● **STATED GOAL**
Reproduce the data from the line containing "Flag any wristwatch you can find." through the end of the data, inclusive, changing "Flag" to "Mark" and leaving everything else unchanged.

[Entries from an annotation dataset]

--*--

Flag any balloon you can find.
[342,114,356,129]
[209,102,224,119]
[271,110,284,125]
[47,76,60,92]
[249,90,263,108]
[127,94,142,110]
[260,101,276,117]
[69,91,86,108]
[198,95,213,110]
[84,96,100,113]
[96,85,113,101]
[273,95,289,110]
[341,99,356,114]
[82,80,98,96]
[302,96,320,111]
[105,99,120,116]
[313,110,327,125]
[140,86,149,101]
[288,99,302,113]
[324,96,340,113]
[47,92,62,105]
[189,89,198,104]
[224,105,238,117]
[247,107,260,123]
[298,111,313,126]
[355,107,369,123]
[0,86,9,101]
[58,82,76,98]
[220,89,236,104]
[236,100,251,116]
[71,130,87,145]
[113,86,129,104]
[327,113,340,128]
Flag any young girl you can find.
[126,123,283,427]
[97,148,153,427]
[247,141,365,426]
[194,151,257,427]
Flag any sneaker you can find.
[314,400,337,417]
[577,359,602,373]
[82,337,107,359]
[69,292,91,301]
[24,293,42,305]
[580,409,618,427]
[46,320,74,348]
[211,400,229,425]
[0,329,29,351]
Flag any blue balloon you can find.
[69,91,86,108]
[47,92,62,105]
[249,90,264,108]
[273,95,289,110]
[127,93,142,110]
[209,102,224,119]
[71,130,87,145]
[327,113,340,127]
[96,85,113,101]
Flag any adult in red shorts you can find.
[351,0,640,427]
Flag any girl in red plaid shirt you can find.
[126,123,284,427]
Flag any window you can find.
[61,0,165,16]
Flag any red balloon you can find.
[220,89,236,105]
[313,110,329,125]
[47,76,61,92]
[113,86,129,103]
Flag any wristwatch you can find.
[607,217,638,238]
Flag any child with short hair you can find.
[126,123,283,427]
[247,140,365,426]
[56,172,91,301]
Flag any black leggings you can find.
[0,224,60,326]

--*--

● **FULL SOLUTION**
Mark any wristwatch you can find.
[607,217,638,238]
Mark any child with short hair you can find.
[126,123,283,427]
[247,140,365,426]
[56,172,91,301]
Mark any black leggings you can find.
[0,224,60,326]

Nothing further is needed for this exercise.